SOURCE EXTRACT ->
Story: The Art of Conveying Truth ... With a Little Deception
One of the beautiful things about the people showing up in my life since I began embracing everything I love and speaking the truth of my heart, is that they are all walking in this world embodying the wholeness and truth of themselves.
They are creating a living - and a life - out of all the various facets of who they are and what they value.
They not only do the things they do, but they spend the time to discover what’s truly at the heart of what they do, what it is they love and value about it, and how they can speak that to the world.
In doing so, they open up the world and grant permission for others to be who they uniquely are, without fitting into boxes or trying to be what the world wants them to be.
I watched a performance last night of the fantastic Harris III.
We've not met (yet), but from what I can tell from what’s out in the world, he is an illusionist/corporate speaker/church speaker/conference host and curator ... An awesome cocktail of things, all of which boil down to simply being a storyteller.
First and foremost, he's a dad who filled my heart with joy when I heard him speak of his kids' sense of wonder ... And the fact that he's aware that that sense thrives because they are growing up in a healthy home.
Oh my goodness.
His life as an illusionist has rendered him a master of the art of deception, and therefore a wise and deep seer and knower of truth.

PROMPT 1 -> Can you rewrite the entries from the first one through the line containing "[464,204,515,249]", changing "drainpipe" to "downspout" and leaving everything else the same?
The text and the entries have no connection to each other.

DATA LISTING ->

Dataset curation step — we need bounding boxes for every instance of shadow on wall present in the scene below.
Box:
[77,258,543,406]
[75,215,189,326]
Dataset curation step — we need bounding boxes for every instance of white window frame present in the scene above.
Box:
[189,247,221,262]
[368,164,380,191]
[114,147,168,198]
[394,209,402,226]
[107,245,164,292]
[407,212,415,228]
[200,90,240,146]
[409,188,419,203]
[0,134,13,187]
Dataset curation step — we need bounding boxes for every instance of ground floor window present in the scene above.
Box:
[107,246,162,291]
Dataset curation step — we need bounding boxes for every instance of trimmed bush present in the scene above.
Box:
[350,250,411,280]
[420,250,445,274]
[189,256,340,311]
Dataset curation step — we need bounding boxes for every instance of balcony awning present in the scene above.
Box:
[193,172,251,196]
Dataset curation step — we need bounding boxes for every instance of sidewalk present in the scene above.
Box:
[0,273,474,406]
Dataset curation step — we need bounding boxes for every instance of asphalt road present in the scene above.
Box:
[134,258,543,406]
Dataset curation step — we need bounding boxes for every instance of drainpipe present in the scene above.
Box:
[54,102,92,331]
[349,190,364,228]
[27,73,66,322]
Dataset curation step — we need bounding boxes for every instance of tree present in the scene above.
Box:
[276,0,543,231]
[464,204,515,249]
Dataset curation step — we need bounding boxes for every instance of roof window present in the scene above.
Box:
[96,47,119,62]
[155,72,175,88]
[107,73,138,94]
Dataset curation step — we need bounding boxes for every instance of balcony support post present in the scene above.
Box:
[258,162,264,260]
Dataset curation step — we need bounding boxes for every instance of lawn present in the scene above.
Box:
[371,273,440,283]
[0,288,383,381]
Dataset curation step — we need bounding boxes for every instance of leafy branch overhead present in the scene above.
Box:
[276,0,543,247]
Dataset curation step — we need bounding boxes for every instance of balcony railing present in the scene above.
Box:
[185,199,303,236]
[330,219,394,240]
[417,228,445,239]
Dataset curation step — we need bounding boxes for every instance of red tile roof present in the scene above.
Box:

PROMPT 2 -> In the story about Harris III, why does his kids' sense of wonder thrive?

CORRECT ANSWER 1 ->
Dataset curation step — we need bounding boxes for every instance of shadow on wall present in the scene below.
Box:
[77,258,543,406]
[75,215,189,326]
Dataset curation step — we need bounding boxes for every instance of white window frame present in the scene above.
Box:
[189,247,221,262]
[368,164,380,191]
[114,147,168,198]
[394,209,402,226]
[107,245,164,292]
[407,212,415,228]
[200,90,240,146]
[409,188,419,203]
[0,134,13,187]
Dataset curation step — we need bounding boxes for every instance of ground floor window present in the scene above.
Box:
[107,246,162,291]
Dataset curation step — we need bounding boxes for every instance of trimmed bush present in the scene above.
Box:
[350,250,411,280]
[420,250,445,274]
[189,256,340,311]
Dataset curation step — we need bounding boxes for every instance of balcony awning present in the scene above.
Box:
[193,172,251,196]
Dataset curation step — we need bounding boxes for every instance of sidewalk present in the scene above.
Box:
[0,273,474,406]
Dataset curation step — we need bounding boxes for every instance of asphalt road present in the scene above.
Box:
[134,258,543,406]
Dataset curation step — we need bounding boxes for every instance of downspout present in the scene above.
Box:
[54,102,92,331]
[349,190,364,228]
[27,73,66,322]
Dataset curation step — we need bounding boxes for every instance of tree present in the scene above.
Box:
[276,0,543,231]
[464,204,515,249]

CORRECT ANSWER 2 -> It thrives because they are growing up in a healthy home, and Harris III is aware of this.